TASK REQUIREMENTS:
Return each line from the entries below that contains the word "front", copying each line in full.

+---+

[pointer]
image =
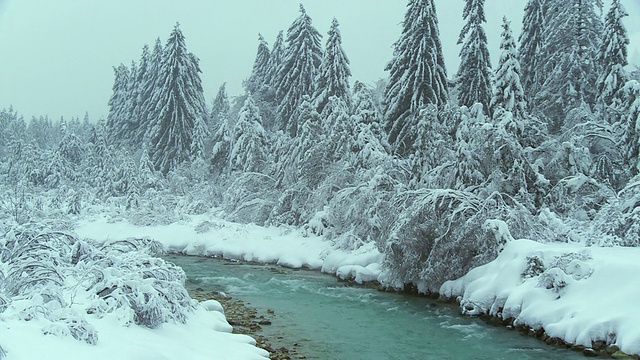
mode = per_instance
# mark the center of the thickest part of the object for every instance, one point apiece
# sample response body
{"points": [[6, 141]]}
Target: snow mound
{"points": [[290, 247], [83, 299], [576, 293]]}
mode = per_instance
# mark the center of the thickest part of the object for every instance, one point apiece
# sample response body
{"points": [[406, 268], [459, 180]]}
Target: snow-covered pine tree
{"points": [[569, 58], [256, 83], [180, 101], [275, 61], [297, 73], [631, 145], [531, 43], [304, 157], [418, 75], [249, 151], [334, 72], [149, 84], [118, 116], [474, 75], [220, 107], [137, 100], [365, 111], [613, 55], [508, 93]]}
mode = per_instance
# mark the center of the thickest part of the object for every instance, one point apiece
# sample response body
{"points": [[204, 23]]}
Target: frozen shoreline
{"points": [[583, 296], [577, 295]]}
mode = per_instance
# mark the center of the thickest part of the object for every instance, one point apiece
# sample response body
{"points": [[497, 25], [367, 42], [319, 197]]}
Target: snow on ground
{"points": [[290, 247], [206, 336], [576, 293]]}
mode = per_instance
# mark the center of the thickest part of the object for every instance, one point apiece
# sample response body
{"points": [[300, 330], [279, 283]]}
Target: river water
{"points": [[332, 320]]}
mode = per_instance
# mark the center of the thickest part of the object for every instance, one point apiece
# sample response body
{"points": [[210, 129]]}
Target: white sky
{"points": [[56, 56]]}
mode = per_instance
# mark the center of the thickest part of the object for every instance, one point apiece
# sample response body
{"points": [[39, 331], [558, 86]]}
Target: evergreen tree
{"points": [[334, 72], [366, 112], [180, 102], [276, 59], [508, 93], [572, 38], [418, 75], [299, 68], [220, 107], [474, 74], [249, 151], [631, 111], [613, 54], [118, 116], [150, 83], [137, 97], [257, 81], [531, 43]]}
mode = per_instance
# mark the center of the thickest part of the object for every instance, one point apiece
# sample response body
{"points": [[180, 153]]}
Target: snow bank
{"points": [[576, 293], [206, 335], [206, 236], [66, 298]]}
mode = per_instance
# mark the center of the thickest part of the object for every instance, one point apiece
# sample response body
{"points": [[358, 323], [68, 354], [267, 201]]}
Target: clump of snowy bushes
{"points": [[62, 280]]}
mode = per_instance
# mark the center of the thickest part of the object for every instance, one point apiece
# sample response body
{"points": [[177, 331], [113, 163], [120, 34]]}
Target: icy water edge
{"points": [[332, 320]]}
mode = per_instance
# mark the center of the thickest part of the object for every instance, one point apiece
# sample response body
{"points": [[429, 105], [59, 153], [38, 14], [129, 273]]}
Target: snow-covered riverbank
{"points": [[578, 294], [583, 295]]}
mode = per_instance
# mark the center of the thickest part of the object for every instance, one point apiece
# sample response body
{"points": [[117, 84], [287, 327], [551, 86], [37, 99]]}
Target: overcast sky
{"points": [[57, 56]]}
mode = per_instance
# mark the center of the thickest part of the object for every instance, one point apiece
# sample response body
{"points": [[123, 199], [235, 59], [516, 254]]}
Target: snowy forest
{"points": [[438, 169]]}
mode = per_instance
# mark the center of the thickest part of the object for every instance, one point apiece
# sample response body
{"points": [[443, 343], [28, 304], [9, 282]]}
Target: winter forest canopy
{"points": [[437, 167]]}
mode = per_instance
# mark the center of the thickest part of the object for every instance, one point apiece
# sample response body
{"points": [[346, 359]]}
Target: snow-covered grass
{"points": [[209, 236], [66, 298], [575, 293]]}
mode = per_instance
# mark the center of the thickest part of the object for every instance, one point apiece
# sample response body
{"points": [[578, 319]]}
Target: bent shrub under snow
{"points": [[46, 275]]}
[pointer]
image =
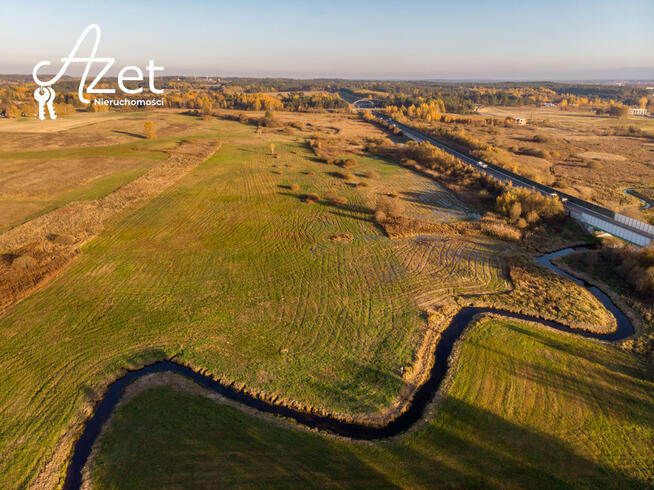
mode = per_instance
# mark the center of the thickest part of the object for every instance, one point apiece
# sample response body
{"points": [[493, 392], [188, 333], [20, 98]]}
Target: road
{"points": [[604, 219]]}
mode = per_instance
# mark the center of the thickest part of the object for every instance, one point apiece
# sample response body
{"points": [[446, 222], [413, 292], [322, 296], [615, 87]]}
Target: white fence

+---+

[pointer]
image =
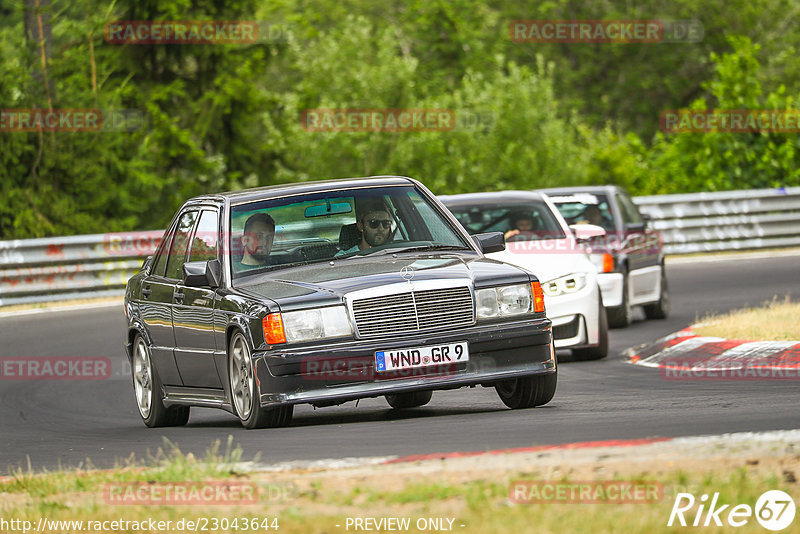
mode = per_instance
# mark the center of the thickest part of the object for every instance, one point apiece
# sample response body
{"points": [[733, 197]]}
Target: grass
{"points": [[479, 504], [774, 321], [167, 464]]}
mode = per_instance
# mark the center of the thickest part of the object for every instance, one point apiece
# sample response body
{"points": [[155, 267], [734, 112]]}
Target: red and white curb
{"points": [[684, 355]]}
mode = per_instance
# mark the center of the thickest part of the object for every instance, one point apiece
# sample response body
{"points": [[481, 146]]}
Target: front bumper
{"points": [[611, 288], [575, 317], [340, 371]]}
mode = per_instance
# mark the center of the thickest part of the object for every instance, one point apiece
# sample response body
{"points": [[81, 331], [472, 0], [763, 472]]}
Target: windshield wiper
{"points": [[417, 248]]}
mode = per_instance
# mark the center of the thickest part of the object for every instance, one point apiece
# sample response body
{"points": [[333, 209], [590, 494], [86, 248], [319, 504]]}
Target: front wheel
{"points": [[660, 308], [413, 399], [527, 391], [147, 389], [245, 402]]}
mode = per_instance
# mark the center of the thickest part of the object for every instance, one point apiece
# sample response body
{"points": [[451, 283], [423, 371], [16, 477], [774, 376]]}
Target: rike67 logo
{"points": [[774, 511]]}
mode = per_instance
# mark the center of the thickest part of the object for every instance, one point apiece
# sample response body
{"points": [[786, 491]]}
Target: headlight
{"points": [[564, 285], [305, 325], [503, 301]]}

+---+

REPLY TO THE TASK:
Target: front bumper
Target: front wheel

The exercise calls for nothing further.